**Exercise objective:** Copy the lines below word for word, leaving the pictures out.

**Extracted records:**
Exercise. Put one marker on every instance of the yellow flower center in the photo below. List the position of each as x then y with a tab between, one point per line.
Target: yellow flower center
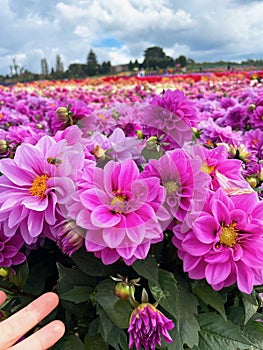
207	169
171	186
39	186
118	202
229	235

**Full answer:**
Exercise. Put one marker on every instance of the yellow flower center in the photo below. List the position of each as x then y with a tab between, one point per line.
Target: yellow flower center
207	169
171	186
39	186
118	202
229	235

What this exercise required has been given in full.